DATASET ROWS start

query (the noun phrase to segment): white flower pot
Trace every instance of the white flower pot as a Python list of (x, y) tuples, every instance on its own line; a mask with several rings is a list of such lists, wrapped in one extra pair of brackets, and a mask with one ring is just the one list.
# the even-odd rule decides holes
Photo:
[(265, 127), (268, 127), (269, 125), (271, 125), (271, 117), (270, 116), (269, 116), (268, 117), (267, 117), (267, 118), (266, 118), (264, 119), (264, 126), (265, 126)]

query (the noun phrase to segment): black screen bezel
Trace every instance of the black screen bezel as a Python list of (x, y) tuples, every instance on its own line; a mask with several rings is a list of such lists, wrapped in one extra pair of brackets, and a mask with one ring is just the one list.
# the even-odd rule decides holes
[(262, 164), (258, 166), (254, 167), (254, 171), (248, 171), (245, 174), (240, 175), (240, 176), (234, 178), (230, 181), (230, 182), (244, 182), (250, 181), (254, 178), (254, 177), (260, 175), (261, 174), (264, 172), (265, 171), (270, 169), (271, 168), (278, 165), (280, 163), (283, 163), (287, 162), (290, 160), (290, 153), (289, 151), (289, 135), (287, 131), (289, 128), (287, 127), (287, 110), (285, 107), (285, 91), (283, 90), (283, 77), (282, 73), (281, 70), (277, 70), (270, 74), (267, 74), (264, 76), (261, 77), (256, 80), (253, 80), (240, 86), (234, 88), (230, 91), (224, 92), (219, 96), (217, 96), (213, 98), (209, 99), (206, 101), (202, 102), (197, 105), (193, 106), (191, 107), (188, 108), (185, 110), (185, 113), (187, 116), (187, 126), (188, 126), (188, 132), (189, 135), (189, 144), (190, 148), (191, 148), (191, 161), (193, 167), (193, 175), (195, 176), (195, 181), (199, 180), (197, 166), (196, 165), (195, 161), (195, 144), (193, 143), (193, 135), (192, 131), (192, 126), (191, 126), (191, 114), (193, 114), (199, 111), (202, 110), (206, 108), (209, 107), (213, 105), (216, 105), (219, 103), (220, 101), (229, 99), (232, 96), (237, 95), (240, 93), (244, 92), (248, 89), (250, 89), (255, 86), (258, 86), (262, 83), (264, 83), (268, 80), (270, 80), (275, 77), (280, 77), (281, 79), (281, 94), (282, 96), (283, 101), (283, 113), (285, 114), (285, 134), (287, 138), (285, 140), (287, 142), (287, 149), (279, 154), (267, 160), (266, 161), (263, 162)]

DATASET ROWS end

| REQUIREMENTS |
Rewrite the listing above with every occurrence of "noun phrase" changed to "target phrase", keeping all other text the same.

| SOLUTION TO THE EXERCISE |
query (the target phrase to segment): white flower pot
Trace every instance of the white flower pot as a Python list of (x, y) tuples, every instance on its own line; a mask with several rings is a list of such lists, wrapped in one extra pair of brackets, and a mask with one ring is just the one list.
# the even-odd rule decides holes
Photo:
[(265, 127), (268, 127), (269, 125), (271, 125), (271, 117), (270, 116), (269, 116), (268, 117), (267, 117), (267, 118), (266, 118), (264, 119), (264, 126), (265, 126)]

query (the target phrase to segment): black screen bezel
Trace every instance of the black screen bezel as a Python list of (x, y) tuples, every instance on its own line; a mask with several rings is a list of such lists, wrapped in one extra pair of brackets, and a mask with one ring is just the one list.
# the even-odd rule decides holes
[(262, 164), (258, 166), (254, 167), (254, 171), (248, 171), (245, 174), (240, 175), (240, 176), (234, 178), (230, 181), (230, 182), (244, 182), (250, 181), (254, 178), (254, 177), (260, 175), (261, 174), (264, 172), (265, 171), (270, 169), (271, 168), (278, 165), (280, 163), (283, 163), (287, 162), (290, 160), (290, 153), (289, 151), (289, 135), (287, 131), (289, 128), (287, 127), (287, 110), (285, 107), (285, 91), (283, 90), (283, 77), (282, 73), (281, 70), (277, 70), (270, 74), (267, 74), (264, 76), (261, 77), (256, 80), (253, 80), (240, 86), (234, 88), (230, 91), (224, 92), (219, 96), (217, 96), (213, 98), (209, 99), (206, 101), (202, 102), (197, 105), (193, 106), (191, 107), (188, 108), (185, 110), (185, 113), (187, 116), (187, 126), (188, 126), (188, 132), (189, 135), (189, 144), (190, 148), (191, 148), (191, 161), (193, 167), (193, 175), (195, 176), (195, 181), (199, 180), (197, 166), (196, 165), (195, 161), (195, 144), (193, 143), (193, 135), (192, 131), (192, 126), (191, 126), (191, 114), (193, 114), (199, 111), (202, 110), (206, 108), (209, 107), (213, 105), (216, 105), (219, 103), (220, 101), (229, 99), (232, 96), (237, 95), (240, 93), (244, 92), (248, 89), (250, 89), (255, 86), (258, 86), (262, 83), (264, 83), (268, 80), (270, 80), (275, 77), (280, 77), (281, 79), (281, 94), (282, 96), (283, 101), (283, 113), (285, 114), (285, 134), (287, 138), (285, 140), (287, 142), (287, 149), (279, 154), (267, 160), (266, 161), (263, 162)]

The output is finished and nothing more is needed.